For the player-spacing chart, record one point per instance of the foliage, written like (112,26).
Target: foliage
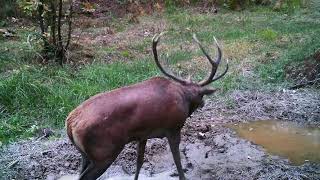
(51,16)
(8,8)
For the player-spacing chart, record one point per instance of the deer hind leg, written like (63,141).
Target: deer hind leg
(96,168)
(84,163)
(140,151)
(174,141)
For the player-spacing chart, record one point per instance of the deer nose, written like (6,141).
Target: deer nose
(201,104)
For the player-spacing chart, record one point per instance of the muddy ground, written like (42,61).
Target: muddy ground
(209,149)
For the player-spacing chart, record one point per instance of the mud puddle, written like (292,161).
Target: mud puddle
(287,139)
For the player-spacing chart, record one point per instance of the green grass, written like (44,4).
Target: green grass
(34,96)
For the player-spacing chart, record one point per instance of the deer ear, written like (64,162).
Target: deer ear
(207,91)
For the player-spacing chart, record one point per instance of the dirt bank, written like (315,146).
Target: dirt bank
(209,149)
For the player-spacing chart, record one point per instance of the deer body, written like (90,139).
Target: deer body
(138,112)
(102,125)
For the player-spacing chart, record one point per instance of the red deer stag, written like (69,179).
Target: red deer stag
(156,108)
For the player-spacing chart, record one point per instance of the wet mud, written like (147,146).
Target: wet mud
(209,149)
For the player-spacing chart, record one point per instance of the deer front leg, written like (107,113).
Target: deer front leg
(140,151)
(174,141)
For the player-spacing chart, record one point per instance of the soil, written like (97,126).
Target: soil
(209,149)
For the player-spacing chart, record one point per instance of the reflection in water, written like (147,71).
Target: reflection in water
(298,144)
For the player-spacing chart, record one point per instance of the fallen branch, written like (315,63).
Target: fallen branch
(304,84)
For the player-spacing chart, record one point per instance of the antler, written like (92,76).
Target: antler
(155,41)
(215,64)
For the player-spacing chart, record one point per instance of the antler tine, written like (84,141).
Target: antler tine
(213,64)
(224,72)
(155,41)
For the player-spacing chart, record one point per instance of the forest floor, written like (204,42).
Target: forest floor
(209,149)
(268,52)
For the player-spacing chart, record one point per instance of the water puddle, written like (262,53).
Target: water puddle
(298,144)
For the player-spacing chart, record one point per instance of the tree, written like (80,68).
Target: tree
(52,17)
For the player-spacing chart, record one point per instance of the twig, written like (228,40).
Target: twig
(13,163)
(304,84)
(31,48)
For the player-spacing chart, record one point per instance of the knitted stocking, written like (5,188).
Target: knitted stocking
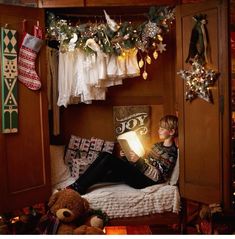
(26,62)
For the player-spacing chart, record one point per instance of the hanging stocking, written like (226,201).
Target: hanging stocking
(199,41)
(26,62)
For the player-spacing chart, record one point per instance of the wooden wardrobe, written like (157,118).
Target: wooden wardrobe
(204,128)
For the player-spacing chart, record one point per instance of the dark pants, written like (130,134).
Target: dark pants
(108,168)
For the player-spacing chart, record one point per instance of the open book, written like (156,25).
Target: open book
(129,141)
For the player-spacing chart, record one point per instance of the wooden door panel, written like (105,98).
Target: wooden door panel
(95,3)
(25,155)
(200,126)
(60,3)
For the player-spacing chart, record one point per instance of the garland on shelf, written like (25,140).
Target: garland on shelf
(114,38)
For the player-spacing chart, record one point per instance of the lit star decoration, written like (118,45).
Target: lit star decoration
(198,82)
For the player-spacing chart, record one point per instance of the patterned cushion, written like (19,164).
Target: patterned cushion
(81,152)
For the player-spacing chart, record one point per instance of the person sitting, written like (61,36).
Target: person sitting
(139,172)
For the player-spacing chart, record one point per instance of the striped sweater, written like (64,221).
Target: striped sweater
(159,162)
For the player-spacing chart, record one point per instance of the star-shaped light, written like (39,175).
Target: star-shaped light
(161,47)
(198,82)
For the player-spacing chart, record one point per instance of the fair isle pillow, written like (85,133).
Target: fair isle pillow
(85,155)
(60,173)
(77,148)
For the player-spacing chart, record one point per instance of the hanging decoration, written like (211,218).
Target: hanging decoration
(198,46)
(199,79)
(115,38)
(9,81)
(198,82)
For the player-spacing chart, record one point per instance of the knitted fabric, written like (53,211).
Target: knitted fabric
(26,62)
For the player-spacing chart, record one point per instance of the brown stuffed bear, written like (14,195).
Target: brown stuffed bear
(68,212)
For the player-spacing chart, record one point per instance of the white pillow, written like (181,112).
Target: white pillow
(60,173)
(175,174)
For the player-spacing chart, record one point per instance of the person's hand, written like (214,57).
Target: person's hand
(133,157)
(122,153)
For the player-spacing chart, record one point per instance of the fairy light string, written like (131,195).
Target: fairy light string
(115,38)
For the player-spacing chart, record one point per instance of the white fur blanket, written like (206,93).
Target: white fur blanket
(120,200)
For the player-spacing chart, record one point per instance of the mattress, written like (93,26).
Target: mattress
(121,200)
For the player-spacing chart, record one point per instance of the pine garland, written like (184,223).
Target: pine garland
(110,36)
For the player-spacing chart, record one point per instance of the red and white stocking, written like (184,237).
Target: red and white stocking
(26,62)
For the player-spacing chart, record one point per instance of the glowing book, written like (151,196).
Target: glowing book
(129,141)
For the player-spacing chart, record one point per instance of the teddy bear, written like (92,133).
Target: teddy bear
(67,214)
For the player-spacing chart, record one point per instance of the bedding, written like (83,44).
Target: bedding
(121,201)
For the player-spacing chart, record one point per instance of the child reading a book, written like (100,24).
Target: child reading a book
(139,172)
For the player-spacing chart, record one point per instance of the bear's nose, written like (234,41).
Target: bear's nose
(66,214)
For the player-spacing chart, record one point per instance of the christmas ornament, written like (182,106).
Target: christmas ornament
(145,75)
(141,63)
(151,29)
(26,62)
(199,40)
(198,82)
(111,23)
(155,55)
(148,59)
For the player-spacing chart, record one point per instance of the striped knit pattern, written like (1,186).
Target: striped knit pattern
(26,68)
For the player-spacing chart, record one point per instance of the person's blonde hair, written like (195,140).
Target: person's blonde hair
(169,122)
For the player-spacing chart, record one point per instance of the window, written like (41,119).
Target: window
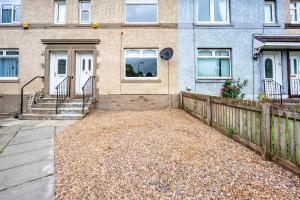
(60,12)
(10,11)
(295,11)
(270,12)
(268,68)
(9,64)
(85,12)
(141,11)
(213,11)
(215,64)
(141,64)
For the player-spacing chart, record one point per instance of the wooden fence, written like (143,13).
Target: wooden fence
(269,129)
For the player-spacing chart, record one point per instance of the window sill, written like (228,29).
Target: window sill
(213,25)
(271,25)
(140,81)
(141,25)
(9,80)
(212,80)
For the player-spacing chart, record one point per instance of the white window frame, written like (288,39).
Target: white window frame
(213,55)
(12,5)
(212,13)
(10,56)
(56,13)
(140,2)
(272,3)
(81,10)
(141,56)
(297,9)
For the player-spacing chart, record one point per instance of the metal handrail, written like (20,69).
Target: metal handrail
(86,97)
(273,90)
(63,90)
(22,91)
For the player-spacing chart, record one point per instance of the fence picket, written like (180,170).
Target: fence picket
(291,144)
(283,137)
(276,135)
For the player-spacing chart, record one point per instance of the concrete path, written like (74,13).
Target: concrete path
(27,158)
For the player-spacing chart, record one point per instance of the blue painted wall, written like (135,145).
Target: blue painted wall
(247,18)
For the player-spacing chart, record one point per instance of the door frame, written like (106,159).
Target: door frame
(71,47)
(289,72)
(76,79)
(51,77)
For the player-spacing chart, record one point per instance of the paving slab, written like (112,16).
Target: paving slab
(29,146)
(16,160)
(36,190)
(26,173)
(6,135)
(33,135)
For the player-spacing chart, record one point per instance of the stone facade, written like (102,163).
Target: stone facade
(114,36)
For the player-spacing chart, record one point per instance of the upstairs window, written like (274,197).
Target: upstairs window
(214,64)
(213,11)
(294,11)
(141,63)
(9,64)
(270,15)
(10,11)
(141,11)
(60,12)
(85,12)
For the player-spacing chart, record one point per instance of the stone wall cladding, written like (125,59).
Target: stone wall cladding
(137,102)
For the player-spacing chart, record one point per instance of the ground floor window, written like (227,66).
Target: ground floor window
(9,64)
(141,63)
(214,63)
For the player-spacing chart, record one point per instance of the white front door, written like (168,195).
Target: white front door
(58,69)
(84,69)
(272,66)
(294,73)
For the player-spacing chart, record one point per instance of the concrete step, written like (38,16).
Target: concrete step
(51,117)
(61,110)
(63,105)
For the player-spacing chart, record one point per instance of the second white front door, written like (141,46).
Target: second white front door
(84,69)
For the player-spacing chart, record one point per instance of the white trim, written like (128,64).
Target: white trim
(12,5)
(213,55)
(56,13)
(141,2)
(81,10)
(273,10)
(212,14)
(11,56)
(141,56)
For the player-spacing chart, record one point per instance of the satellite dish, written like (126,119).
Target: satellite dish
(166,54)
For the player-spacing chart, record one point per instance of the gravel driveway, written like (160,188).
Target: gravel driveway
(164,154)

* * * * * * * * *

● **Requirement**
Each line in the entries above, starting at the line with "Target: hanging stocking" and ending at the line with "written like (118,45).", is to be printed exactly, and only those lines.

● **Solution for this problem**
Target: hanging stocking
(199,41)
(26,62)
For the player-spacing chart, record one point per instance of the wooden wardrobe, written like (157,118).
Target: wooden wardrobe
(204,128)
For the player-spacing chart, record one point per instance of the dark pants, written like (130,134).
Target: dark pants
(108,168)
For the player-spacing chart, record one point per instance of the open book, written like (156,25).
Target: open book
(129,141)
For the player-spacing chart, record one point per instance of the wooden door panel, written like (105,98).
Target: wooden door panel
(95,3)
(25,155)
(200,126)
(60,3)
For the player-spacing chart, record one point per instance of the garland on shelf, written like (25,140).
Target: garland on shelf
(114,38)
For the player-spacing chart, record one point per instance of the lit star decoration, written like (118,45).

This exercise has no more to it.